===== Material proporcionado
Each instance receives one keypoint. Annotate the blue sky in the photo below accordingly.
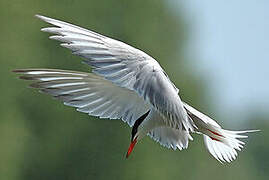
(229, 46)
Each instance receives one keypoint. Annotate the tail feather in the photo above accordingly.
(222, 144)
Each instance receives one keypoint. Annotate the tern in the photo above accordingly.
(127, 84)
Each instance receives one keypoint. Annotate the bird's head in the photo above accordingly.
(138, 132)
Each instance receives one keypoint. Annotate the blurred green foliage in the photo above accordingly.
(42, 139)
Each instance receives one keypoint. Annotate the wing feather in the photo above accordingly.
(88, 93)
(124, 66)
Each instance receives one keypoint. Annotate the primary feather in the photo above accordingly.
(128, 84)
==========
===== Material proporcionado
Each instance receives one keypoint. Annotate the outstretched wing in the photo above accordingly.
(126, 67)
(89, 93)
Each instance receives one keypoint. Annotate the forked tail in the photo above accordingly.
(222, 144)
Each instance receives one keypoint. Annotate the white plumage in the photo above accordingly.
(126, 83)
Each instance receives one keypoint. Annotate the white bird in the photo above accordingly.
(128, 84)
==========
- _Instrucciones y requisitos_
Selecciona, por favor, todas las líneas de los registros de arriba en las que aparezca la palabra "above" y cópialas.

- _Respuesta del ejercicio_
Each instance receives one keypoint. Annotate the tail feather in the photo above accordingly.
Each instance receives one keypoint. Annotate the tern in the photo above accordingly.
Each instance receives one keypoint. Annotate the bird's head in the photo above accordingly.
Each instance receives one keypoint. Annotate the blurred green foliage in the photo above accordingly.
Each instance receives one keypoint. Annotate the wing feather in the photo above accordingly.
Each instance receives one keypoint. Annotate the primary feather in the photo above accordingly.
Each instance receives one keypoint. Annotate the outstretched wing in the photo above accordingly.
Each instance receives one keypoint. Annotate the forked tail in the photo above accordingly.
Each instance receives one keypoint. Annotate the white plumage in the photo above accordingly.
Each instance receives one keypoint. Annotate the white bird in the photo above accordingly.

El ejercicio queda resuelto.